## SET PROBLEM
Update the listing below so that each "Practice" becomes "Exercise", and leave every other word unchanged.
━━ DATA SHOWN ━━
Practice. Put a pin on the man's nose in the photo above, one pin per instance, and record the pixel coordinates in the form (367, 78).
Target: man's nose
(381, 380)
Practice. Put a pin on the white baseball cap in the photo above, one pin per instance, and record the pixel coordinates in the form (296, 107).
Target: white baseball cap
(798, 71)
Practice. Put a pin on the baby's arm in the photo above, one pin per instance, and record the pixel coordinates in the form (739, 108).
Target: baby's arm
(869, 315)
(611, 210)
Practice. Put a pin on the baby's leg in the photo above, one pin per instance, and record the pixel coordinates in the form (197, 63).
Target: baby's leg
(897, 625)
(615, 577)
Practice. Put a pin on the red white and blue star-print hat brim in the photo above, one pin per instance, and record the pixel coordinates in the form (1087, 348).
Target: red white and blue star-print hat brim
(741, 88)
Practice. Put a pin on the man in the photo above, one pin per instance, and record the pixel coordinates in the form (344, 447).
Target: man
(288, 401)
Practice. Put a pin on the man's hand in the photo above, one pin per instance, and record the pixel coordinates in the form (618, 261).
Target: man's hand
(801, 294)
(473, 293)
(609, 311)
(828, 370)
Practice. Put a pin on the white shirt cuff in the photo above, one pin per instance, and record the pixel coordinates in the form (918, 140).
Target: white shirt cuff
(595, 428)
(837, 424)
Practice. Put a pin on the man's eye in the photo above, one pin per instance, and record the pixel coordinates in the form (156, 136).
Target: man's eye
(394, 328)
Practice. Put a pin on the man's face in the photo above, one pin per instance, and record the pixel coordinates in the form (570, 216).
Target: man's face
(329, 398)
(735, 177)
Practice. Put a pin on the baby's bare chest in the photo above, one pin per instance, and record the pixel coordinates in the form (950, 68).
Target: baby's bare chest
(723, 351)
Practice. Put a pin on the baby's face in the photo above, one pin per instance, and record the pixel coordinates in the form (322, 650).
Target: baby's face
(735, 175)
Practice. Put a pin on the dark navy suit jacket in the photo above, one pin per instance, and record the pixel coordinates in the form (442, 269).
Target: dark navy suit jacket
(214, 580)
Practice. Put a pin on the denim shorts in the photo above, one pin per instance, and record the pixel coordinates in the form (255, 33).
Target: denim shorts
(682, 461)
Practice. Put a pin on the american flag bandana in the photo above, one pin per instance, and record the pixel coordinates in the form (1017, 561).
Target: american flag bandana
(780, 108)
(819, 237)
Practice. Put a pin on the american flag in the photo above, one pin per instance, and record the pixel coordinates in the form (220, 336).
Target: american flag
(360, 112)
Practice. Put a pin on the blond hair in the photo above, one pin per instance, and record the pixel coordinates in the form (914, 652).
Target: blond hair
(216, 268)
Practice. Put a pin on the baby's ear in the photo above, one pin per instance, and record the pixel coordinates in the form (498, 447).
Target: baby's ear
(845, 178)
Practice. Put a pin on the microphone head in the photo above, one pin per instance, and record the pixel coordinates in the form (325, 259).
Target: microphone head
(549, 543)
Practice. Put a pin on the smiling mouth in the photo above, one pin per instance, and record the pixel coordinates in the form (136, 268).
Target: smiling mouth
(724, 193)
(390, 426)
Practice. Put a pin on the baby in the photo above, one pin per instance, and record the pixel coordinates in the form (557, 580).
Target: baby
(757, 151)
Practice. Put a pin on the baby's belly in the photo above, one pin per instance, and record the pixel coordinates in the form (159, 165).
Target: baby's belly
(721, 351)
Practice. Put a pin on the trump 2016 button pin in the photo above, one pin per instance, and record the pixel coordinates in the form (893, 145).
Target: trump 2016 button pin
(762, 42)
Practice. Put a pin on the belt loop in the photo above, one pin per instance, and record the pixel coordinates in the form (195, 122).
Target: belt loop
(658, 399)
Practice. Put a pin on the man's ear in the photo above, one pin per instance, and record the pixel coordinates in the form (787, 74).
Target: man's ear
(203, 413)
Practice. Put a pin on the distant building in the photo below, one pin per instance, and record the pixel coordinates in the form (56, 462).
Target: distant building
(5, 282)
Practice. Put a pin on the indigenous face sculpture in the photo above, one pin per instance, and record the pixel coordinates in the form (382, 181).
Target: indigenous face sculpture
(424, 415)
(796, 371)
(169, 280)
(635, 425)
━━━
## SOLVED EXERCISE
Exercise. Put a pin on the man's nose in the photo above, one pin per instance, and record the pixel coordinates in the form (367, 78).
Target: man's nose
(381, 380)
Exercise. Put a pin on the white baseball cap in the photo above, one pin per instance, and record the pixel coordinates in the form (296, 107).
Target: white baseball cap
(798, 71)
Exercise. Put a pin on the baby's arm in the photo above, one pin per instance, and record the pixel coordinates in the form (739, 108).
Target: baby's arm
(869, 315)
(611, 210)
Exercise. Put a pin on the baby's leg in the photo above, one pin per instance, and record the pixel coordinates in the form (197, 63).
Target: baby's leg
(897, 625)
(615, 577)
Exercise. Put a pin on the red white and blue star-print hat brim in the photo above, one pin per instance, and record the pixel coordinates in the form (1087, 348).
Target: red white and blue star-print hat brim
(741, 88)
Exercise. Put a pin on the man in the photo above, one pin per instance, and record the pixel coordinates in the form (344, 447).
Target: man
(288, 401)
Exercise. Put a pin on the man's hand in the photo above, one pin per instance, and record the pixel coordinates in the form (618, 261).
Target: man's hand
(801, 294)
(473, 293)
(609, 311)
(828, 370)
Exercise. Put a pin on the white shirt cuff in the photo above, one pin per instance, and record the pixel coordinates in the form (918, 140).
Target: white shirt cuff
(595, 428)
(837, 424)
Exercise. Put a pin on the man's eye in the photo above, one pin per instance, and record the pixel coordinates in the form (156, 136).
Target: man's eye
(394, 328)
Exercise. Put a pin on the man's face in the photo above, one pin per instance, and record the pixel coordinates in the form (570, 216).
Target: man's face
(329, 398)
(735, 177)
Exercise. Put a pin on the baby's bare chest in the photo above, one pin per instance, and record the pixel coordinates in the form (950, 68).
Target: baby's bare chest
(723, 351)
Exercise. Put a pin on the baby's face in the photo above, one pin per instance, and record the pixel coordinates in the form (322, 650).
Target: baby's face
(735, 175)
Exercise. Put a pin on the dark navy suit jacket in the photo above, one pin per instance, and record the pixel coordinates in the form (442, 269).
Target: dark navy suit jacket
(214, 580)
Exercise. Put a pin on the denim shorts in the photo above, one pin per instance, and record the pixel coordinates in the form (255, 33).
Target: denim shorts
(682, 461)
Exercise. Put a pin on the american flag bandana in the photo above, one pin per instance, and record the pixel coordinates in the form (1017, 561).
Target: american flag bandana
(780, 108)
(819, 237)
Exercise. Put a pin on the american flag in the photo above, one pin per instance, and record the pixel coordinates in the form (220, 336).
Target: american flag
(360, 112)
Exercise. Put a pin on the blond hair in the photo above, one pin per instance, and record the pixel coordinates in the form (914, 652).
Target: blond hair
(216, 268)
Exercise. Put a pin on the baby's ear in the photo above, one pin per instance, and record the pixel coordinates in the form (498, 447).
Target: baby's ear
(845, 178)
Exercise. Put a pin on the microphone head in the photo above, one pin per instance, and record the pixel coordinates in the form (325, 259).
Target: microphone head
(549, 543)
Exercise. Put a pin on the smiling mouth in the photo above, one pin per instance, and record the pixel coordinates in the form (136, 268).
Target: smiling mouth
(724, 193)
(390, 426)
Exercise. Put a pin on the baby in the photo above, one pin per instance, and record the pixel coordinates in the form (557, 580).
Target: baby
(757, 151)
Exercise. Put a pin on the baby's belly in the photo above, one pin per instance, and record the pixel coordinates in the form (159, 165).
Target: baby's belly
(721, 351)
Exercise. Put a pin on the trump 2016 button pin in the photo above, one pin per instance, and record the pixel coordinates in the form (893, 145).
Target: trump 2016 button pin
(762, 42)
Exercise. Put a pin on the belt loop in the photo above, one pin per instance, and record the pixel coordinates in the form (195, 122).
Target: belt loop
(658, 399)
Exercise. Put a pin on the man's ear in the photo above, one pin per instance, and record the pixel coordinates in the form (787, 74).
Target: man's ear
(203, 413)
Exercise. Put a pin on the distant building in the photo below, one pin per instance, and record the pixel coordinates in the form (56, 462).
Target: distant building
(5, 282)
Exercise. Put a pin on the indigenous face sculpture in the photo above, one pin per instance, and record the pixel coordinates in the form (382, 181).
Target: indigenous face sculpture
(424, 415)
(796, 371)
(169, 280)
(635, 425)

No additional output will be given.